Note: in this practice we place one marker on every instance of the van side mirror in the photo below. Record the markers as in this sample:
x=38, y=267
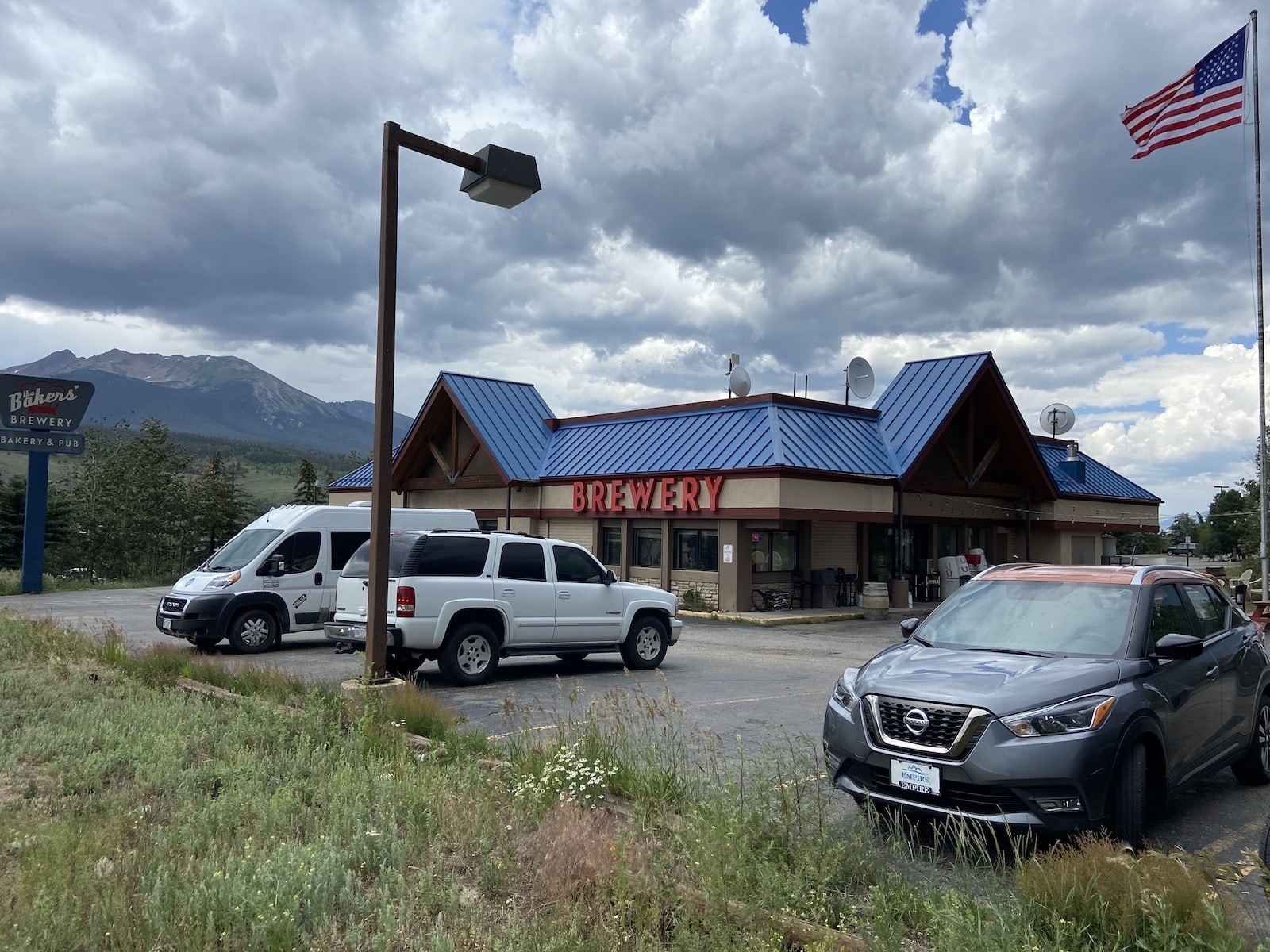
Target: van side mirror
x=273, y=565
x=1179, y=647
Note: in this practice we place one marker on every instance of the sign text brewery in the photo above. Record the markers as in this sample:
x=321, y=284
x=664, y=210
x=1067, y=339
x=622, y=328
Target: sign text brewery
x=660, y=494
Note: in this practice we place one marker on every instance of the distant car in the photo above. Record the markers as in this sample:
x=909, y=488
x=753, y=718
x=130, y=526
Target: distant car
x=1057, y=698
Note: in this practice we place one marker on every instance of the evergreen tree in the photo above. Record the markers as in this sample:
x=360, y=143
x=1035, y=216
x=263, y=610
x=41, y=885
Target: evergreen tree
x=309, y=492
x=219, y=507
x=133, y=501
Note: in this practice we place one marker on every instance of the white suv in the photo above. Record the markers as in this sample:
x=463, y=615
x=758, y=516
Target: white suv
x=469, y=598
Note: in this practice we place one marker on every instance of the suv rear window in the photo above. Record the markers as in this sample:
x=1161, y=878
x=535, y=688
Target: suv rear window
x=359, y=565
x=448, y=555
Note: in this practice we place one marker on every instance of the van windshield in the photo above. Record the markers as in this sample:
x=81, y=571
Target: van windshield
x=241, y=550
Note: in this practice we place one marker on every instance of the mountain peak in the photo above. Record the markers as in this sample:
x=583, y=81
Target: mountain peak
x=214, y=397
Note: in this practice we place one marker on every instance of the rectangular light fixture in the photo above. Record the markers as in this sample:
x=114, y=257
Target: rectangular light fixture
x=506, y=178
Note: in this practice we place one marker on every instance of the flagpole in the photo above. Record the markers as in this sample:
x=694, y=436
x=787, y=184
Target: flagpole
x=1261, y=334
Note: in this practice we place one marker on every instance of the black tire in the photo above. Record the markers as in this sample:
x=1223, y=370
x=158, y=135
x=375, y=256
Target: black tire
x=1127, y=818
x=645, y=644
x=1254, y=768
x=470, y=655
x=403, y=663
x=253, y=631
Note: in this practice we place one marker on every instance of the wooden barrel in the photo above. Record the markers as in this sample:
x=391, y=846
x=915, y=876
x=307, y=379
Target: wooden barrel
x=876, y=600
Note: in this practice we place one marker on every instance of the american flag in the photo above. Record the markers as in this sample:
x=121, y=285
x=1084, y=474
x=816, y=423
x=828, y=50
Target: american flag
x=1210, y=97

# Written request:
Rewrite the material from the line that contains "of the rectangular" through the line that contains "x=506, y=178", both included, keeping the request lines and their sample coordinates as they are. Multiply each answer coordinate by 2.25 and round it to a whole number, with halves rounding up.

# Final result:
Note: in this practice we place one marker on every instance of the rectangular light fixture in the photo above. Record the markers as in this sample:
x=114, y=257
Target: rectangular light fixture
x=1139, y=401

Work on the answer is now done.